• WHAT THE TASK ASKS
The data below must be repeated exactly. Leave nothing out.

Stored entries:
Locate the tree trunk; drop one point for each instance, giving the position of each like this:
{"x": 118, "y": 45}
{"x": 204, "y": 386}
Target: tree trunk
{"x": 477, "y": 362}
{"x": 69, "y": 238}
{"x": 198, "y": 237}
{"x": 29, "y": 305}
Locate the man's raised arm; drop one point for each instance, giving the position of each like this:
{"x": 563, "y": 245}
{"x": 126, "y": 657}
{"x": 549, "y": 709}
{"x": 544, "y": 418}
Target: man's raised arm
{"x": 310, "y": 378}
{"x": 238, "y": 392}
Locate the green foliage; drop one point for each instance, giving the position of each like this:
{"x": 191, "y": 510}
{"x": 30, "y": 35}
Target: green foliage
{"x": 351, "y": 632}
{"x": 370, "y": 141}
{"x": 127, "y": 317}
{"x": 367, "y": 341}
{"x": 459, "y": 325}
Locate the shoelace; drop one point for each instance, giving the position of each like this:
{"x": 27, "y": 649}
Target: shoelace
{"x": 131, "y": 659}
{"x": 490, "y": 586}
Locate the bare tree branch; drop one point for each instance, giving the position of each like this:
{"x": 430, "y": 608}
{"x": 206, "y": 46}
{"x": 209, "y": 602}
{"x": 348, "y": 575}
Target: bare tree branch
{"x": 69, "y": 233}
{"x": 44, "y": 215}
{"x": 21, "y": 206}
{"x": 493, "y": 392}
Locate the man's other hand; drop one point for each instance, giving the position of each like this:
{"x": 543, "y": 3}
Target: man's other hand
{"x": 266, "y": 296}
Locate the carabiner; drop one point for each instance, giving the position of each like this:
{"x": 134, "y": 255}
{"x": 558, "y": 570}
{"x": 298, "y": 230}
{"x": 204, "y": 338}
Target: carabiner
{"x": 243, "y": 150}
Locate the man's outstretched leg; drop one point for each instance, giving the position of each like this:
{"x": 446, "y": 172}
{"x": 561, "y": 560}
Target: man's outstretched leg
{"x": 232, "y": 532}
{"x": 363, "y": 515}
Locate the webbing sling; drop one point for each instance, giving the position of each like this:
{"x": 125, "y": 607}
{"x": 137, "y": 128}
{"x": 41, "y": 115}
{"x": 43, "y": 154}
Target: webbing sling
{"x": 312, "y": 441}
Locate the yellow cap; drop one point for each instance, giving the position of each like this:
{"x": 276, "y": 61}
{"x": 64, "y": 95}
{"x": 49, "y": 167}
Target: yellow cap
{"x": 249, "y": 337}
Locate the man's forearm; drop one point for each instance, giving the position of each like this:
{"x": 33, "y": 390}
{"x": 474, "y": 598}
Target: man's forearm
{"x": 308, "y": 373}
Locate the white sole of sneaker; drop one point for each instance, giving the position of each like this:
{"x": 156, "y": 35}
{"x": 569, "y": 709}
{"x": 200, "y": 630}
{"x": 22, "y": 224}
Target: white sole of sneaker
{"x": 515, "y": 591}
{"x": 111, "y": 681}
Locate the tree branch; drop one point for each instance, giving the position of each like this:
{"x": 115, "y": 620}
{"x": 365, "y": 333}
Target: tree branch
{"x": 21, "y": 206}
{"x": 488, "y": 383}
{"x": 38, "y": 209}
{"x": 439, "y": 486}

• SOLUTION
Locate the tree trunk; drop one point for each instance, giving the position of each like this:
{"x": 118, "y": 45}
{"x": 204, "y": 386}
Target: tree trunk
{"x": 477, "y": 362}
{"x": 69, "y": 238}
{"x": 198, "y": 237}
{"x": 29, "y": 305}
Locate the man's raised arm; drop one point for each instance, giving the position of each like this:
{"x": 563, "y": 245}
{"x": 126, "y": 657}
{"x": 549, "y": 709}
{"x": 544, "y": 418}
Target: man's raised arm
{"x": 310, "y": 378}
{"x": 238, "y": 392}
Locate the green foliage; drop one point for each instance, giving the position of each like this:
{"x": 191, "y": 510}
{"x": 30, "y": 35}
Target: green foliage
{"x": 351, "y": 632}
{"x": 370, "y": 141}
{"x": 127, "y": 317}
{"x": 367, "y": 341}
{"x": 459, "y": 325}
Locate the shoelace; drop one point for each instance, giving the position of each like this:
{"x": 27, "y": 649}
Target: shoelace
{"x": 131, "y": 659}
{"x": 490, "y": 586}
Locate the bare tree branch; drop one point for each instance, giving the position of each like this:
{"x": 430, "y": 608}
{"x": 206, "y": 46}
{"x": 209, "y": 602}
{"x": 348, "y": 575}
Target: bare tree branch
{"x": 69, "y": 233}
{"x": 44, "y": 215}
{"x": 21, "y": 206}
{"x": 493, "y": 392}
Locate the man's other hand; drop one point for each instance, giving the position of each like this:
{"x": 543, "y": 3}
Target: man's other hand
{"x": 266, "y": 296}
Locate the carabiner; drop one point for each instance, giving the position of each like this:
{"x": 134, "y": 255}
{"x": 558, "y": 570}
{"x": 298, "y": 230}
{"x": 204, "y": 338}
Target: carabiner
{"x": 243, "y": 150}
Locate the man's outstretched leg; drop one point for each instance, giving the position of each like this:
{"x": 446, "y": 172}
{"x": 561, "y": 560}
Target: man's outstretched leg
{"x": 232, "y": 532}
{"x": 363, "y": 515}
Locate the webbing sling; drop one point for each instance, giving the position of each like this:
{"x": 125, "y": 607}
{"x": 137, "y": 128}
{"x": 41, "y": 115}
{"x": 43, "y": 154}
Target: webbing sling
{"x": 312, "y": 441}
Locate the yellow cap; drop one point for each instance, giving the position of each like this:
{"x": 276, "y": 61}
{"x": 64, "y": 95}
{"x": 49, "y": 167}
Target: yellow cap
{"x": 249, "y": 337}
Locate the man's forearm; drop one point for each instance, giving the position of each like this:
{"x": 33, "y": 390}
{"x": 474, "y": 598}
Target: man's forearm
{"x": 308, "y": 373}
Locate the white sole of sneaker; drop one point for each instance, giving the position of each like this:
{"x": 156, "y": 35}
{"x": 569, "y": 709}
{"x": 200, "y": 630}
{"x": 22, "y": 224}
Target: white sole of sneaker
{"x": 515, "y": 591}
{"x": 111, "y": 681}
Locate the tree branch; drop one point for each instance, giving the position of each like this:
{"x": 115, "y": 620}
{"x": 365, "y": 333}
Target: tree branch
{"x": 21, "y": 206}
{"x": 488, "y": 383}
{"x": 38, "y": 209}
{"x": 439, "y": 486}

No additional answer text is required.